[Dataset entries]
###

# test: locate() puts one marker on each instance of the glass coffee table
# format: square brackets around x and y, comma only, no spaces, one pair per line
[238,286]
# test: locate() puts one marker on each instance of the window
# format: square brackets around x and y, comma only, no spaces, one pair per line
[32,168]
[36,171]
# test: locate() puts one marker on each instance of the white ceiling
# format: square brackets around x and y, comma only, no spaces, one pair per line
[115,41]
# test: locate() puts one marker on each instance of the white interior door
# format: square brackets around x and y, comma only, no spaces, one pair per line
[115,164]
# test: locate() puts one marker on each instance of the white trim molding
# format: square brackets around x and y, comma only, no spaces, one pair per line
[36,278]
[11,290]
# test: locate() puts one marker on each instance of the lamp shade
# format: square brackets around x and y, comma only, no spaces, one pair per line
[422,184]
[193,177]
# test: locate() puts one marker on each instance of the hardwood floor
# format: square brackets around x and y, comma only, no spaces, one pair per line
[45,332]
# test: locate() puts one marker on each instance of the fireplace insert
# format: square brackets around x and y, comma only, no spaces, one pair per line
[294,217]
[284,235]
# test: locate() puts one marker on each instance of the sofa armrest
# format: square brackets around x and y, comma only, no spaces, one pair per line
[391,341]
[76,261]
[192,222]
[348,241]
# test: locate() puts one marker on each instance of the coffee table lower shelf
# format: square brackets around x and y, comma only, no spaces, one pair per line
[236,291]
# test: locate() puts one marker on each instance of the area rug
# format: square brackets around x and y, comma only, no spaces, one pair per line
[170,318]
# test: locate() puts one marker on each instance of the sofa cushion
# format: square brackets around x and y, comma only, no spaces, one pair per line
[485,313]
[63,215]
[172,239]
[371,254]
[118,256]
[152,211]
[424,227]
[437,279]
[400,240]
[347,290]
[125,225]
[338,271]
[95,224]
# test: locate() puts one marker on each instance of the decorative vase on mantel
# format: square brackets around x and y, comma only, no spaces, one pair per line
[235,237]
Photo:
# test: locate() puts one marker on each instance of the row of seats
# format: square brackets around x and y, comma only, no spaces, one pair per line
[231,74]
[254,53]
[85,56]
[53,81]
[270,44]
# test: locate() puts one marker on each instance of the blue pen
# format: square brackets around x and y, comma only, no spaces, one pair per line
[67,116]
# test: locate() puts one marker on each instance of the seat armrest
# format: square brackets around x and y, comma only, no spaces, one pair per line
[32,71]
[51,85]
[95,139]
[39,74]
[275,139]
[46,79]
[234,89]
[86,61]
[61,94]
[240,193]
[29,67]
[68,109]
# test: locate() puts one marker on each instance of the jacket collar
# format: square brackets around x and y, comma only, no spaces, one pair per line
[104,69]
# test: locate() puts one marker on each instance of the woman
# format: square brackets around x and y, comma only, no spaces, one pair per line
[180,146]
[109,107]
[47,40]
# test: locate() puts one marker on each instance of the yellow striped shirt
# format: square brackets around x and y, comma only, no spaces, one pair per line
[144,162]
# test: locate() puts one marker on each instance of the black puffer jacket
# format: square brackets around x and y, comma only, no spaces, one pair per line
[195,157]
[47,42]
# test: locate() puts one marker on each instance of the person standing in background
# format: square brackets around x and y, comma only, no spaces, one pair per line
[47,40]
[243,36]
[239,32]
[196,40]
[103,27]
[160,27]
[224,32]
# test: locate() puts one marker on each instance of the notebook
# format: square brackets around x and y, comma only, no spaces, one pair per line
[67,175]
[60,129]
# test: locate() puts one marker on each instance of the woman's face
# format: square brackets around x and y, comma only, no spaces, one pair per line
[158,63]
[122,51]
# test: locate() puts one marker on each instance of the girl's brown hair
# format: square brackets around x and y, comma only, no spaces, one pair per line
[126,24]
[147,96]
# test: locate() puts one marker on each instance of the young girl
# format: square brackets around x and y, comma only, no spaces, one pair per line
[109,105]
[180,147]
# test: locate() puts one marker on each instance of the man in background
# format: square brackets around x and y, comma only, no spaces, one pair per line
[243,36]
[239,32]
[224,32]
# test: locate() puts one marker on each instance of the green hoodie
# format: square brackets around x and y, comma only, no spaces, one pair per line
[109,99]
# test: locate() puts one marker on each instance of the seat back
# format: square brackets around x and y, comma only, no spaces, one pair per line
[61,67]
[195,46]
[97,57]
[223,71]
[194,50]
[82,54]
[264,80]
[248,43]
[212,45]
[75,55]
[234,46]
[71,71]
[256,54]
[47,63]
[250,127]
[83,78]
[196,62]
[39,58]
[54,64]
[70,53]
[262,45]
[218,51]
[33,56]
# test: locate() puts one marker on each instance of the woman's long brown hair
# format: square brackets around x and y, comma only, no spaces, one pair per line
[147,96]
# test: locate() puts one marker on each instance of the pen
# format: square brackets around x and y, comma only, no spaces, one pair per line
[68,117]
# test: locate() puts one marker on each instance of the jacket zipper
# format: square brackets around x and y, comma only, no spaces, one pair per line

###

#### SET TASK:
Everything from the line with "girl's brown hair" to the end of the listing above needs to be duplicated exactly, both end lines included, with nothing more.

#### EXERCISE ANSWER:
# test: locate() puts one marker on each instance of the girl's brown hair
# format: square brackets around x and y, comma only, no spaces, one pair per line
[126,24]
[147,96]
# test: locate() puts one marker on each instance of the young girl
# format: square brackets around x and y, comma only, no spaces, one pair per line
[109,105]
[180,147]
# test: locate() puts one marker on each instance of the man in background
# format: square brackets around x and y, comma only, no spaces, one pair per line
[243,36]
[239,32]
[224,32]
# test: locate() puts one marker on each instance of the green hoodie
# format: square brackets around x and y, comma only, no spaces, one pair per line
[109,99]
# test: locate() puts one marker on each instance of the seat back
# format: square brackets around x and y, comma only, no spaces, one pair per line
[61,67]
[195,46]
[97,57]
[223,71]
[194,50]
[82,54]
[264,80]
[248,43]
[212,45]
[75,55]
[234,46]
[71,71]
[256,54]
[47,63]
[250,127]
[83,78]
[196,62]
[39,58]
[54,64]
[70,53]
[262,45]
[218,51]
[33,56]
# test: locate() puts one marker on each instance of the woman's long brown hair
# format: square brackets around x and y, comma only, no spaces, one pair per line
[147,96]
# test: locate() puts one marker on each instance of the pen
# format: square brackets around x and y, comma only, no spaces, one pair per line
[68,117]
# test: locate() puts one marker on each instance of the jacket zipper
# format: square brackets around x and y, comma only, no spaces, one pair per line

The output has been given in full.